### 本文
================================
図1:排水路、雑草の繁茂。水路を塞ぐ植物はアメリカセンダングサや外来のイネ科雑草等です。矩面にはヨモギ、セイダカアワダチソウ等が生えてきます。
2、作業の分担
 溝草を行うのは昔から個人、個々の農地の所有者でした。しかし田植直前に全域の水路が清掃されていなければ水が滞って多くの人に迷惑がかかるため、数日から1週間の短い期間に集中して行われるので、実質的には村の共同作業です。
 昔は、各田畑への給水路がある一方で、排水は上の田から下の田へ次々流れ下って川に至る流下式が多かったので、個人が分担する範囲は自分の田畑に至る給水路上流側がほとんどでした。今は自分の田畑に接する排水路だけを清掃します。
3、溝草の必要性
 放っておくと排水路は雑草の 根が密生して、分厚い絨毯状になって、水路(溝)を塞ぎ、底面を覆ってしまいます。春から初夏にはイネ科の外来種(牧草)が多く、秋にはアメリカセンダングサが優占種になるケースがほとんどです。
 矩(のり)面には、ブロックの隙間からヨモギ、セイダカアワダチソウ等が生えてきます。
 最低でも年2回、5月と8月の排水路清掃は欠かせません。

排水路、清掃(溝草)の後

図2:排水路、清掃後(上の隣接箇所)。排水の効率ばかりを考えないで、多くの生き物との共存も考えてみると、重労働も案外楽しい。
4、溝草の実際
雑草は、溝の底に砂利や泥が溜まった場所、そして溝の側面下部に溜まった土砂とそこに生える苔のあたりに生え始め、やがて水耕栽培の作物の根のように、厚さ20cm以上に及ぶ分厚い絨毯のようになり溝を完全に塞いでしまいます。
 流れてきた土砂が、発達した根の塊の前に溜まるのでこれを除きます。また砂泥が根の隙間に入り込んでいるので、根の塊ごと抜いて運び出します。1つの塊が10kg、20kgと重く、重労働になります。
5、水路に生き物を…
 排水路に雑草が繁茂した場合、そこには多くの生物(カメ、ヘビ、カエル、トカゲ…)が棲み着いて、まるで昔の田溝のようになります。
 排水効率を考えるなら、 間断なく清掃するのが一番。しかし、雑草の繁茂と清掃を交互に繰り返す程度、年2回の清掃程度にとどめれば、それらの生物と溝を共有できるかな、と考えながら作業しています。
================================
### 課題 1
本文について次の問いに答えよ。
(a) 排水路の清掃は最低でも年に何回、何月に行うとされているか。
(b) 秋に優占種になるケースがほとんどなのは何か。
(c) 抜いて運び出す根の塊1つの重さはどれほどとされているか。
### 課題 2
本文のうち、「昔は、各田畑への給水路がある」で始まり「になるケースがほとんどです。」で終わる部分を一字も変えずに書き写せ。
本文の記述だけに基づいて答えること。

名前付き対象を指し示す記録
================================
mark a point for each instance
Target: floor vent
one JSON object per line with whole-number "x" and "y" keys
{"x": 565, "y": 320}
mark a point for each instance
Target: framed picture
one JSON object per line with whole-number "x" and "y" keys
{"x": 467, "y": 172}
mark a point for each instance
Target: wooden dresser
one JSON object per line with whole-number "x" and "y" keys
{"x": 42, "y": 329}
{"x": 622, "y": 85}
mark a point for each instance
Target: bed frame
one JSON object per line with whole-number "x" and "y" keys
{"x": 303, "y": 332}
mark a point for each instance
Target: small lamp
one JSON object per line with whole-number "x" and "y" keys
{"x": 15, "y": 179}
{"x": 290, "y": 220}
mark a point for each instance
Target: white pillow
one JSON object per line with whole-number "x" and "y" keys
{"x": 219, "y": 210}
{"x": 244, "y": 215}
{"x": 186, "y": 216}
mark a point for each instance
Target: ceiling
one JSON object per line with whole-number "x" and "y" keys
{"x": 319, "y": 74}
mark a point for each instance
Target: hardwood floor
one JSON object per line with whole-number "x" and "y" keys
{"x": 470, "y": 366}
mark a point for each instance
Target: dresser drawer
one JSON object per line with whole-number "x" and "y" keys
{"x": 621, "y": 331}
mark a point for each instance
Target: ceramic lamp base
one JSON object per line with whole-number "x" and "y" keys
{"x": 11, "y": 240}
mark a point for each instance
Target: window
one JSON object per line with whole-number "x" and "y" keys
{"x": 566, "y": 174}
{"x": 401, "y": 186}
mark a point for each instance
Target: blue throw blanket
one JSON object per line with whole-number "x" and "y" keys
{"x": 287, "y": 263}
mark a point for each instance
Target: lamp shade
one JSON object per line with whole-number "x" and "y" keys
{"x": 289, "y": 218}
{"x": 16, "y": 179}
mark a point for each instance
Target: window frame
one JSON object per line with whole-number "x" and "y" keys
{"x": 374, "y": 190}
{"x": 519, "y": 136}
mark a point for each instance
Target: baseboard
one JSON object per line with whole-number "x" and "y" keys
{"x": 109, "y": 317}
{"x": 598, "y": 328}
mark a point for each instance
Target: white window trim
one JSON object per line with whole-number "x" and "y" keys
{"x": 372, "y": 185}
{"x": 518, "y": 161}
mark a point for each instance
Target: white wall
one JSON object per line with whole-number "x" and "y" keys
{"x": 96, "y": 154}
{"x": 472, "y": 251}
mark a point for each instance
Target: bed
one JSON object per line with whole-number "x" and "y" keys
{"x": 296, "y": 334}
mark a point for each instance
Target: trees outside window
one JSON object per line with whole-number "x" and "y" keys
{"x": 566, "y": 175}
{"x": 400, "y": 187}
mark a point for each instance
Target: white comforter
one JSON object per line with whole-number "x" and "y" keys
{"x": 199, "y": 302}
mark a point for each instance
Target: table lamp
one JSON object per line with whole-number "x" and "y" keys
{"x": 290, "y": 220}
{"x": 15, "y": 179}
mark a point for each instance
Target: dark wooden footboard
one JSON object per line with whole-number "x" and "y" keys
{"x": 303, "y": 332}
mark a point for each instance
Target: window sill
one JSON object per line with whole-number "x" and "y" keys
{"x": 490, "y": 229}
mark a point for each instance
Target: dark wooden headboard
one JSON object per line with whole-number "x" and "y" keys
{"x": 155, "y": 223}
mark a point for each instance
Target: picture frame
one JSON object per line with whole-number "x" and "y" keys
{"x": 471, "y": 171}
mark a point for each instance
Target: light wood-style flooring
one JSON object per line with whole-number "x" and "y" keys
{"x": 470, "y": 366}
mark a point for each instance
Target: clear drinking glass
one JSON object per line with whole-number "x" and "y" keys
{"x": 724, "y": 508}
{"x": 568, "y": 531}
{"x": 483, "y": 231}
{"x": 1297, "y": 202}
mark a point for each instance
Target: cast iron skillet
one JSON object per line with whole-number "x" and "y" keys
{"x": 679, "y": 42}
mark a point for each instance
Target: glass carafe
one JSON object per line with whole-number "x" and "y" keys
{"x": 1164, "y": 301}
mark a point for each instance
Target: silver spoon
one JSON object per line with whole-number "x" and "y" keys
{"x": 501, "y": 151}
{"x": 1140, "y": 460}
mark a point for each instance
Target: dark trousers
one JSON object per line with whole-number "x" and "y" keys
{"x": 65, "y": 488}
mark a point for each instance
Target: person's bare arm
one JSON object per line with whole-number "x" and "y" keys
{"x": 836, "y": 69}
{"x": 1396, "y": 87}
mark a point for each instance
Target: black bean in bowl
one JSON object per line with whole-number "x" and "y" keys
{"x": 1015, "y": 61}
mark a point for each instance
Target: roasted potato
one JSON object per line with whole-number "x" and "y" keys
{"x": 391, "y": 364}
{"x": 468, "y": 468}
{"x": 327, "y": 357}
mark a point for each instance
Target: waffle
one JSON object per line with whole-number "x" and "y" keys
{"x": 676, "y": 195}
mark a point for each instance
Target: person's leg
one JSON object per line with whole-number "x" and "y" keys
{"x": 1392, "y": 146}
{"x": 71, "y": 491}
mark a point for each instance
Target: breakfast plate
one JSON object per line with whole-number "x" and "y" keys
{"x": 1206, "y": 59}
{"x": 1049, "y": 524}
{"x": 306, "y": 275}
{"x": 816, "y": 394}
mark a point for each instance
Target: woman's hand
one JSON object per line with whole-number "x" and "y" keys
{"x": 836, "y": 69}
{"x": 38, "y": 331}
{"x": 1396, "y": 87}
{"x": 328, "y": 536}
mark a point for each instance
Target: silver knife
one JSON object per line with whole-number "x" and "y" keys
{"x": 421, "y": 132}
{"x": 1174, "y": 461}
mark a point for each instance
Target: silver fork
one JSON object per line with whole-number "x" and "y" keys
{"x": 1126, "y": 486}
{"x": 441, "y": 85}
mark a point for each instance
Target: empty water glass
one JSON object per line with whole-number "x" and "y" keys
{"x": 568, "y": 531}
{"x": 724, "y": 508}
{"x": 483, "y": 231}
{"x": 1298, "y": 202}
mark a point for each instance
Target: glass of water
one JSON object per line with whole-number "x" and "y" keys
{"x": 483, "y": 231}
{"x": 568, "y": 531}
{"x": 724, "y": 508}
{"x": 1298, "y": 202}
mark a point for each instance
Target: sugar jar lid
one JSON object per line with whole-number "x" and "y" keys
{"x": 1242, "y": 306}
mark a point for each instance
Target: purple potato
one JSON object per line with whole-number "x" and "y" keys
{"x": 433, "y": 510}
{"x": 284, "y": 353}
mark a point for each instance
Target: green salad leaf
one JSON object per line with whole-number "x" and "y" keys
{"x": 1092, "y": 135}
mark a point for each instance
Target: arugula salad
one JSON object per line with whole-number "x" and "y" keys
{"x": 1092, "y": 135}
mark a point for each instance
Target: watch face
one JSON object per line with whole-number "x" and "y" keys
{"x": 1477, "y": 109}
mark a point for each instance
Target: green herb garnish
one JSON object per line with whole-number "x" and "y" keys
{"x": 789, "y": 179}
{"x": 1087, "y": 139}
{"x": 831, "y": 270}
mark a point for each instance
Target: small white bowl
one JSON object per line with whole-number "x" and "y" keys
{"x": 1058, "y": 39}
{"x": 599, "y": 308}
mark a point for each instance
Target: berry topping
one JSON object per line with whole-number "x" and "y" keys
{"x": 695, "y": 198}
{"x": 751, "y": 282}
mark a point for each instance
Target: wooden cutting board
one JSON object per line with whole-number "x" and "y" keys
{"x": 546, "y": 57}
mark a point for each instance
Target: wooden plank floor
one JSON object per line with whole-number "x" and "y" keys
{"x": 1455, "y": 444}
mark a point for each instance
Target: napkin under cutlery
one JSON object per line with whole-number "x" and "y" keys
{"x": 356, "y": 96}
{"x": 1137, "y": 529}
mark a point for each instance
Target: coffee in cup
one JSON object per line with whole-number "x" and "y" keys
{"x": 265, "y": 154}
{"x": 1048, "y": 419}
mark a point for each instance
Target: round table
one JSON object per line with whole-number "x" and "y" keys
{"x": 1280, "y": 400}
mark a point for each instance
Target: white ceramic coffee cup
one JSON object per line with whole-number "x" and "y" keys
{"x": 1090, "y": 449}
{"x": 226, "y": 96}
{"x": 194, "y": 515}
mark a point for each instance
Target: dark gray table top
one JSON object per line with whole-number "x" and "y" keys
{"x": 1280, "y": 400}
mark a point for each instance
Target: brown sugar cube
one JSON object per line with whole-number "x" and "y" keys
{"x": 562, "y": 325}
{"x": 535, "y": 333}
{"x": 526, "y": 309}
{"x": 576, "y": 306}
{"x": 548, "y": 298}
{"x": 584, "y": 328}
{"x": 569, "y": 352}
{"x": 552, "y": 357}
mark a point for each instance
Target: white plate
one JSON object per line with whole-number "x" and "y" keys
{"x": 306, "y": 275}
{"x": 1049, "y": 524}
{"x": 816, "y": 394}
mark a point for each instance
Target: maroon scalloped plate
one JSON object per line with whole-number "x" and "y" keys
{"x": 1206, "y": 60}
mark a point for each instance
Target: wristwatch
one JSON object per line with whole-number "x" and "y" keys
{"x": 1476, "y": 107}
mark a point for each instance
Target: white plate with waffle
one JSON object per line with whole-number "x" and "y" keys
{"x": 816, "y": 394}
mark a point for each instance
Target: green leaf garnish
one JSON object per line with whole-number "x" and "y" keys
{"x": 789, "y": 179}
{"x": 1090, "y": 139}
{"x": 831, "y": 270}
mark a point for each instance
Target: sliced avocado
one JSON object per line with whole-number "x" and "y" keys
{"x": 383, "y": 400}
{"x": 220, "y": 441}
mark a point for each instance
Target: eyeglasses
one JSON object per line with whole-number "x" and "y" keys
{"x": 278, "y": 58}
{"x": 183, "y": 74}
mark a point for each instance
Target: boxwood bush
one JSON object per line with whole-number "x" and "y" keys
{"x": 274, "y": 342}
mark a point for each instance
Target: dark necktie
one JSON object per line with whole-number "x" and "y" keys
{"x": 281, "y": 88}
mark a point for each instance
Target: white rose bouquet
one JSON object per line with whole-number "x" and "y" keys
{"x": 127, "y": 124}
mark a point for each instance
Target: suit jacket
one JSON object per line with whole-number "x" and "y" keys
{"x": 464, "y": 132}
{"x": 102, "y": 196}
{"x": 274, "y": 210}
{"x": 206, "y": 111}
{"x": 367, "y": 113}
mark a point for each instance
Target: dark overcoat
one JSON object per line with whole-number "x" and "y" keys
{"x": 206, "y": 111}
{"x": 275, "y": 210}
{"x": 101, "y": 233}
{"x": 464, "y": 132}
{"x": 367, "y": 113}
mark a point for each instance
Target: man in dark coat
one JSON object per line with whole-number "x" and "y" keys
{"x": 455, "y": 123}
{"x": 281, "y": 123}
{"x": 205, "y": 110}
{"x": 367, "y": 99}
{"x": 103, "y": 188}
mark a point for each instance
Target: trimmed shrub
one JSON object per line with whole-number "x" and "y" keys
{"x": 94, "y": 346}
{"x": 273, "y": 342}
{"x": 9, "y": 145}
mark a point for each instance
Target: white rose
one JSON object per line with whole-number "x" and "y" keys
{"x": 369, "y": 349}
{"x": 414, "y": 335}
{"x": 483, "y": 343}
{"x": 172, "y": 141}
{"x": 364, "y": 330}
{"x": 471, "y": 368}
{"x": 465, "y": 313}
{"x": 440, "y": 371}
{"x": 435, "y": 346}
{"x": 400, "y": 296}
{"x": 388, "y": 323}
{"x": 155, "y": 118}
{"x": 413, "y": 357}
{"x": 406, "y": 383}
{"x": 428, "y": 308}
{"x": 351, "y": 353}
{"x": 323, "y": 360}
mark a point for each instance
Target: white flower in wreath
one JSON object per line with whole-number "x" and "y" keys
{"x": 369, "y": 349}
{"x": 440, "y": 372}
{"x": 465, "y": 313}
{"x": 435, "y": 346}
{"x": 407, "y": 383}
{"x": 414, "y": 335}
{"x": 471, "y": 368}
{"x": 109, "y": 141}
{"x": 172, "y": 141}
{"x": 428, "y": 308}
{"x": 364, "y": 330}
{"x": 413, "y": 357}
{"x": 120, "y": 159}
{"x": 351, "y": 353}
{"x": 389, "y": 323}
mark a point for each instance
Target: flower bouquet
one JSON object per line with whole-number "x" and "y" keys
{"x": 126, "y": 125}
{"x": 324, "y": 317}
================================
### 解答 1
(a) 年2回、5月と8月。
(b) アメリカセンダングサ。
(c) 10kg、20kg。

### 解答 2
昔は、各田畑への給水路がある一方で、排水は上の田から下の田へ次々流れ下って川に至る流下式が多かったので、個人が分担する範囲は自分の田畑に至る給水路上流側がほとんどでした。今は自分の田畑に接する排水路だけを清掃します。
3、溝草の必要性
 放っておくと排水路は雑草の 根が密生して、分厚い絨毯状になって、水路(溝)を塞ぎ、底面を覆ってしまいます。春から初夏にはイネ科の外来種(牧草)が多く、秋にはアメリカセンダングサが優占種になるケースがほとんどです。